◆ What you need to do
- A) Answer these about the blog excerpt, one line each:
(i) Which boarding zone was the writer assigned?
(ii) From which gate did the connecting flight to Fargo leave?
(iii) What attracted the rats to the neighbors' old chicken coop?
- B) Reproduce part of the blog excerpt word for word: begin at the words "The gate agent’s" and stop after "she observed, amused.".
- C) Write what follows the last sentence of the blog excerpt.

··· Excerpted passage ···

I was assigned “zone 4” for boarding. Zone 4 seems to be my lot in life. It’s the last group to board the plane. The inexplicable thing is, I found my seat next to the window in the last row.

The departure time passed. I began to fan myself frantically. I had a short connection time, and Minneapolis is a big airport. We pushed back from the gate… and sat. “We’re just finishing up the refueling,” said the pilot. What were they doing all that time we were sitting at the gate? Twenty minutes later, we were stuck in rush hour traffic on the tarmac. Then bad weather changed the departure pattern from the airport, so again we waited. I started biting my nails. I was scheduled to be on the last flight to Fargo that night. If I didn’t make my connection, I would be the only one of the eighteen Olson family members to be absent from this once-in-two-plus-years family gathering, and Keith’s mom would not be able to say that everyone had been there… and it was all going to be my fault, because I had insisted on going to Boston.

My mind switched into frantic-problem-solving-mode. I could rent a car in Minneapolis and drive the rest of the way… for five hours in the middle of the night. No. Who was I kidding? Driving long distances in the daytime makes me drowsy. Someone could come pick me up? No… wouldn’t save any time, and someone else would end up missing the party too. I mumbled a half-hearted prayer, not really confident that God cared whether or not I made my connecting flight. After all, the tarmac was swarming with delayed planes. Why should I get special treatment?

Once we were airborne, I used the inflight wifi to email Keith. “I’m sure I'm going to miss my connection. What should I do?” “Don’t worry, I’ll figure something out,” came the response. I waited, still biting my nails. “Your connecting flight is delayed until 45 minutes after you arrive, and it leaves from gate F8. You should make it,” said the next email. 45 minutes… could still be pretty tight in the Minneapolis airport, when starting from the back row of the plane.

The nice people in the seats next to me let me get out first, and I filed down the aisle, out the door, to the jetway… what gate was this? I steeled myself for a sprint through the airport. F8, F8… I walked through the door into the terminal. Where was F8? I turned around. “Fargo,” said the reader-board above the door through which I had just walked. F8. This was gate F8.

The gate agent’s voice came over the loudspeaker. “Welcome to Delta flight number 689 with service to Fargo, North Dakota. We’re experiencing a delay due to late arrival of the aircraft. There was a bit of weather on the east coast. We’ll begin boarding as soon as possible.” I laughed out loud in the middle of a crowd of grumpy North Dakotans.

“お待たせしました(Sorry for making you wait),” I whispered, confident that no one would understand my apology.

Friday, September 21, 2018

The Chickens Move House

A cacophony of angry squawks and outraged clucking broke out next door. I looked up from my book. Mom, across the patio table, glanced towards our neighbor’s house.

“It looks like the chickens are finally moving into their new coop,” she observed, amused.

“I guess chickens don’t like moving any more than I do,” I said.

This was a momentous day. Our neighbors had been talking about the new chicken coop for the entire month since our arrival in Seattle. The old coop and chicken run was dilapidated, and a steady stream of rats came in and out, attracted by the kitchen scraps on which the chickens feasted. Making a new coop, however, was a big project—especially one this nice.

··· Stored data ···

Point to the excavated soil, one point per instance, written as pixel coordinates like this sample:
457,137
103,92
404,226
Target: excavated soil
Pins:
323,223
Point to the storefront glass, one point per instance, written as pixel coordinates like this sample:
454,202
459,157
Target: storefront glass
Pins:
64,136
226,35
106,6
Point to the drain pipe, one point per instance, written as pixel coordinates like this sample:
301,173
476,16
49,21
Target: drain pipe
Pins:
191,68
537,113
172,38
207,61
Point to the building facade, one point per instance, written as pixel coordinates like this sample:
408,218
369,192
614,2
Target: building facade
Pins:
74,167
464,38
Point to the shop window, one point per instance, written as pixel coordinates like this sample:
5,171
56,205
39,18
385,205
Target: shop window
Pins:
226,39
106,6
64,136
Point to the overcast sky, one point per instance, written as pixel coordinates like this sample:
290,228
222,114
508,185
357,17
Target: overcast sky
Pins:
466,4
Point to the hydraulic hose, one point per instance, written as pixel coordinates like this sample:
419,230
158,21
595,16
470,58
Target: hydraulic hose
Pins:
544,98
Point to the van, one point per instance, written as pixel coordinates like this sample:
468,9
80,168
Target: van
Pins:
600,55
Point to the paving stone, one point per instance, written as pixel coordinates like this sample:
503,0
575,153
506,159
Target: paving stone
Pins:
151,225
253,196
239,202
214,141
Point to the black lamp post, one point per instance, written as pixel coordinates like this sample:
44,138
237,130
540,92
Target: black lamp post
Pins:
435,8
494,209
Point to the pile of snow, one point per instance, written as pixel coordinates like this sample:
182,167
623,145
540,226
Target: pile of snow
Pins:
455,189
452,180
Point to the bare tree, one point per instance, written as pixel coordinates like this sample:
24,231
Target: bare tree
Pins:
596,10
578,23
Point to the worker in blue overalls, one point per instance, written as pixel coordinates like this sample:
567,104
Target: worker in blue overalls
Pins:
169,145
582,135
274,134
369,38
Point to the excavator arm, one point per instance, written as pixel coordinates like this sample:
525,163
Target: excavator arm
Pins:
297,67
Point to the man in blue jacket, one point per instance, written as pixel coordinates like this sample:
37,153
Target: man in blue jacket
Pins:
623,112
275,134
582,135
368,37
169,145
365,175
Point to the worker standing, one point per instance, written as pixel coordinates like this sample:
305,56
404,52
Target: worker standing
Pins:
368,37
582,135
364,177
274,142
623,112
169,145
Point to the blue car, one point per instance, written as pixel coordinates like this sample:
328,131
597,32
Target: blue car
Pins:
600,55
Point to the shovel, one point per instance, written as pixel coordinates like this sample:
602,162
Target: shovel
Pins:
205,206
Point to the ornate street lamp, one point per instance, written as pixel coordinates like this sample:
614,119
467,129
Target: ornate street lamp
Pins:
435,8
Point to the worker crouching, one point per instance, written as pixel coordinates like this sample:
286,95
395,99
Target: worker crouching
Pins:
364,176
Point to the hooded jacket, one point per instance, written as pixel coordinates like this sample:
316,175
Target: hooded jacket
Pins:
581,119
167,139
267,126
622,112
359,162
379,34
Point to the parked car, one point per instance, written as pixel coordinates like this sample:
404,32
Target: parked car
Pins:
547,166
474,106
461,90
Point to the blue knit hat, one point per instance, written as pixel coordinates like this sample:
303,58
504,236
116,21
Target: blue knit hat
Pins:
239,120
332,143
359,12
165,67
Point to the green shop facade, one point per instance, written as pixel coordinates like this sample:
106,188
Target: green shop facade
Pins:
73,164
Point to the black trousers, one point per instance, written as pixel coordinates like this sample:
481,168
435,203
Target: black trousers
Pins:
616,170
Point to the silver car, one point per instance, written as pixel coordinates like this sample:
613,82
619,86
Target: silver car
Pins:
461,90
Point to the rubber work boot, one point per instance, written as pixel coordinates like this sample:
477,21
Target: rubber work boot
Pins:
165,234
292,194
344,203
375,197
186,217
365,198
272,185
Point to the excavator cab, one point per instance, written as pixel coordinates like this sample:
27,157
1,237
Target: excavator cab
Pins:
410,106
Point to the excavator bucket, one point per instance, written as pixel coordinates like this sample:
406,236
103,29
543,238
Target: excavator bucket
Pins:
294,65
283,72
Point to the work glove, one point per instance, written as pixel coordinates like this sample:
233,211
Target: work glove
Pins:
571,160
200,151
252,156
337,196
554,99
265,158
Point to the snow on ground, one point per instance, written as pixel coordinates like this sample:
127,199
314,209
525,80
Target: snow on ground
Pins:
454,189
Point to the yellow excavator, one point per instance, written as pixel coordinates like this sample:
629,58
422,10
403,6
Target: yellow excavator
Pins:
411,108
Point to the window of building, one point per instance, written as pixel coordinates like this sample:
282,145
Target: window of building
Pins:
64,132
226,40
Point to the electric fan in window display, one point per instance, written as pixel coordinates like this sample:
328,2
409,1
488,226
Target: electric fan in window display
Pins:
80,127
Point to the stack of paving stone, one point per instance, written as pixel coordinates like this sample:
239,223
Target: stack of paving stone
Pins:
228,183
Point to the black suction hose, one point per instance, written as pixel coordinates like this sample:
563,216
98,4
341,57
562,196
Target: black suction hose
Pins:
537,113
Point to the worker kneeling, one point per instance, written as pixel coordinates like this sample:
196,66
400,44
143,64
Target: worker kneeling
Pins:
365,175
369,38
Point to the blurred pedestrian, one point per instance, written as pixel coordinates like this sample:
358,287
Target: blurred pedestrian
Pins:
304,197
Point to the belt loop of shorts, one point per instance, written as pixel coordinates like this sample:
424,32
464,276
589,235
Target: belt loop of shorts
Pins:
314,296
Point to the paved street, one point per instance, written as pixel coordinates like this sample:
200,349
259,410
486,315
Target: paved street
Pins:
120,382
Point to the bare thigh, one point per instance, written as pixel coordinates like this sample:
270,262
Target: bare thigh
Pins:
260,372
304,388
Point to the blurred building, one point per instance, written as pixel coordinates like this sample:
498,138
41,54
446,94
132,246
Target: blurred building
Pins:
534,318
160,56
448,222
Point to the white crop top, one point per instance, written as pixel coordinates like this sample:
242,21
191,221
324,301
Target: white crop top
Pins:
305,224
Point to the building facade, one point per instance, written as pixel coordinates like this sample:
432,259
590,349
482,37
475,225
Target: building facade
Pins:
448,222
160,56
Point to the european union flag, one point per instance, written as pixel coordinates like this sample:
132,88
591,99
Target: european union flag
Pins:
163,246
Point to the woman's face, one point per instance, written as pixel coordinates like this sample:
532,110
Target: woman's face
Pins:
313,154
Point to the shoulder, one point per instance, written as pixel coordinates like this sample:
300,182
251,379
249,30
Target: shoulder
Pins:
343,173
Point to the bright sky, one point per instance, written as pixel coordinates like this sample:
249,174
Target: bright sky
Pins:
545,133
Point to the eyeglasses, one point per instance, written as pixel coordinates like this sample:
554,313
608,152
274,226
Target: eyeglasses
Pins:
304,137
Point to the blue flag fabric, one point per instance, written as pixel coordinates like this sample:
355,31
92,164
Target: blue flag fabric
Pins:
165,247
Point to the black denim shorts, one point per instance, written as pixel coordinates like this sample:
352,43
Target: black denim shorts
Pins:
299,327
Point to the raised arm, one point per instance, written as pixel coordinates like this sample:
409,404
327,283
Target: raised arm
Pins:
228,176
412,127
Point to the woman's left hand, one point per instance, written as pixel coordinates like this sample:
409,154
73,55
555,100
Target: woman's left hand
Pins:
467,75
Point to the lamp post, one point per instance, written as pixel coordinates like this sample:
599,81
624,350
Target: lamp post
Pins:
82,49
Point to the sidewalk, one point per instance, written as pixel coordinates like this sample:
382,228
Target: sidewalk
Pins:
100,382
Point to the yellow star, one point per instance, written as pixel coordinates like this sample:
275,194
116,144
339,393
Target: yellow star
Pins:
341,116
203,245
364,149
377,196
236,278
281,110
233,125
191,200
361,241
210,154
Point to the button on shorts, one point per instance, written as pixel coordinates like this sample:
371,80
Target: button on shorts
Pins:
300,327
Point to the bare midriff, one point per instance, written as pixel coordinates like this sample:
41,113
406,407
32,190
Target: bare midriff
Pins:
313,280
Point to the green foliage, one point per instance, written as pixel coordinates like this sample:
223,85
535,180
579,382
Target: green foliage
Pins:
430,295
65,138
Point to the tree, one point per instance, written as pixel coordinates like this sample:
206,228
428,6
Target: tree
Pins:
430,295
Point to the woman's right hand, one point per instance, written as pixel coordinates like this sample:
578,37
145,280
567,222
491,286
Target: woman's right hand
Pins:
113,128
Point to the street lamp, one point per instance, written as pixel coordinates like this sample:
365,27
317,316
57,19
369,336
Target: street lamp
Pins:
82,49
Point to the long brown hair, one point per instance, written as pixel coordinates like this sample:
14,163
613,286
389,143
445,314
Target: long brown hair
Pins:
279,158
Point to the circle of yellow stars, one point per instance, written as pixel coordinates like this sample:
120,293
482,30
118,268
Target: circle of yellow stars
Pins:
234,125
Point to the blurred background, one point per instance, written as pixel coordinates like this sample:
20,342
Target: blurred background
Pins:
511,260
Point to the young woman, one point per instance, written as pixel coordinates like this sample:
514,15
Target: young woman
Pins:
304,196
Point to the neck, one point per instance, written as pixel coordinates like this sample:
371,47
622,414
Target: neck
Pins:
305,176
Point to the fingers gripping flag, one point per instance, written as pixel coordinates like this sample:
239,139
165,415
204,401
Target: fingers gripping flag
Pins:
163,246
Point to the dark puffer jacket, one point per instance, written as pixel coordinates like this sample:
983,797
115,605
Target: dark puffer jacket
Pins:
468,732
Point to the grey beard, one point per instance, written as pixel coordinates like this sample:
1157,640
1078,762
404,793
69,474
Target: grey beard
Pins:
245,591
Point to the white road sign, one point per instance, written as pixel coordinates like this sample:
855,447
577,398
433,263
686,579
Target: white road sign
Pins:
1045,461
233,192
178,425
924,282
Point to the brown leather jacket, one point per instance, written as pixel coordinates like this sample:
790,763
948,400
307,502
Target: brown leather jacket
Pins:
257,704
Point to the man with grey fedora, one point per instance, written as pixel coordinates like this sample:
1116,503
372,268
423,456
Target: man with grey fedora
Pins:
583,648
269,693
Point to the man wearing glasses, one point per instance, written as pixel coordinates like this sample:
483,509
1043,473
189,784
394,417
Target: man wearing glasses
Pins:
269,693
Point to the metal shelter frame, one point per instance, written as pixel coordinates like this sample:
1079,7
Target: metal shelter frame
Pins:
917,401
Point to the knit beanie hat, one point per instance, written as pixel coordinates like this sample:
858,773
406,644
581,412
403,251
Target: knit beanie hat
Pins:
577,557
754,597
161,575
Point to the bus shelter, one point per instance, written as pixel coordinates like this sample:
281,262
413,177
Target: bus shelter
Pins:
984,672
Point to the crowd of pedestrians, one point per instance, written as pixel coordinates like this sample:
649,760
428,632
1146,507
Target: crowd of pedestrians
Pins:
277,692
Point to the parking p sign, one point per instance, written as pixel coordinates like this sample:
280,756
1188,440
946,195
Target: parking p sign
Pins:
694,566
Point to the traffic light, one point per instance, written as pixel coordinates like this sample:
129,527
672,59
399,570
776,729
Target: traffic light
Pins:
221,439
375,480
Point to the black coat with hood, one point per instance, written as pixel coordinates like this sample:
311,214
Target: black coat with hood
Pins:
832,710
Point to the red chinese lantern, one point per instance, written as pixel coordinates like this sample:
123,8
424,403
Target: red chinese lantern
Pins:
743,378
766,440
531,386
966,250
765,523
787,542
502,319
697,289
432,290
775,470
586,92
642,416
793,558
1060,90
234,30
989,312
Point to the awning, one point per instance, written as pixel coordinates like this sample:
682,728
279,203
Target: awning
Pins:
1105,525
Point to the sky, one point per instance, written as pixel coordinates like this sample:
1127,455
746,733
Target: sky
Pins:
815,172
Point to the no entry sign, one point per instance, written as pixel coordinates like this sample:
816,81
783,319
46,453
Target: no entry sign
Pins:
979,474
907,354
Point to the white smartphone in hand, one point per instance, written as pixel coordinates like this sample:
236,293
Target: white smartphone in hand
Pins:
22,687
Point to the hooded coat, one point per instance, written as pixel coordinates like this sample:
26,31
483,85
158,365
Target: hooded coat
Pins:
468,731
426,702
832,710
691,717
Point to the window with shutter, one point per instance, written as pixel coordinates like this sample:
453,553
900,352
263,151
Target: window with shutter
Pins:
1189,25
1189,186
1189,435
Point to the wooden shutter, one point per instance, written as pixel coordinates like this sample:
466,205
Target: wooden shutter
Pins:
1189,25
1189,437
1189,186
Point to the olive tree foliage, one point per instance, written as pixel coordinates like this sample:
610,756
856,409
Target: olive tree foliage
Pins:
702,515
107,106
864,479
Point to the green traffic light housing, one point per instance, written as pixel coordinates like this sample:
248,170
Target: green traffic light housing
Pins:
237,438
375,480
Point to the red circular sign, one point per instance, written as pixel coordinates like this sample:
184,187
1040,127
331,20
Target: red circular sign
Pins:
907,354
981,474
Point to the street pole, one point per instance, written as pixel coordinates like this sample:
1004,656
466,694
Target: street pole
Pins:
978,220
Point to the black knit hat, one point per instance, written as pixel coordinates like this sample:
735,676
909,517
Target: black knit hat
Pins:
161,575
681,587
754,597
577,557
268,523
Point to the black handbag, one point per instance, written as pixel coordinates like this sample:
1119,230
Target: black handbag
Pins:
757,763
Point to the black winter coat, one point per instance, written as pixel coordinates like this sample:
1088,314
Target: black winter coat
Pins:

···

◆ Final results
- A)
(i) Zone 4
(ii) F8
(iii) The kitchen scraps on which the chickens feasted

- B)
The gate agent’s voice came over the loudspeaker. “Welcome to Delta flight number 689 with service to Fargo, North Dakota. We’re experiencing a delay due to late arrival of the aircraft. There was a bit of weather on the east coast. We’ll begin boarding as soon as possible.” I laughed out loud in the middle of a crowd of grumpy North Dakotans.

“お待たせしました(Sorry for making you wait),” I whispered, confident that no one would understand my apology.

Friday, September 21, 2018

The Chickens Move House

A cacophony of angry squawks and outraged clucking broke out next door. I looked up from my book. Mom, across the patio table, glanced towards our neighbor’s house.

“It looks like the chickens are finally moving into their new coop,” she observed, amused.

- C)
I went over to see the new coop. It was big, well protected from wild animals and the elements, and most importantly, painted red.

What chicken wouldn't want to live in a red coop?
The old coop
Our neighbors had set up a fence between the two coops, and chased the chickens out of the old chicken run and into the new one. But one hen stubbornly refused to move. She clucked aggrievedly as all the other chickens were herded away. No amount of coaxing or kitchen scraps could entice her to leave the familiar comfort of the old coop.

I didn’t see how our neighbors eventually moved the last hen. But a few days later, looking at the contented chickens in their new home, I never would have guessed anything had happened had I not overheard this little drama next door.

Friday, September 14, 2018

The Unexpected Sabbath

Last week was rather “exciting.”

On Tuesday night, the most powerful typhoon to hit Japan in 25 years came through the Sapporo area. I spent much of Tuesday bringing plants inside and securing things in the garden. Then I put in my earplugs and tried to sleep. The earplugs didn’t block out the house shaking, though.

Wednesday, Keith painted the living room ceiling. This had been on the to-do list for… oh, a year or so. I met a friend for dinner in Sapporo; I made my way home amidst a dramatic lightning storm as the typhoon bid us farewell. I was tired (no sleep the night before), so I went straight to bed.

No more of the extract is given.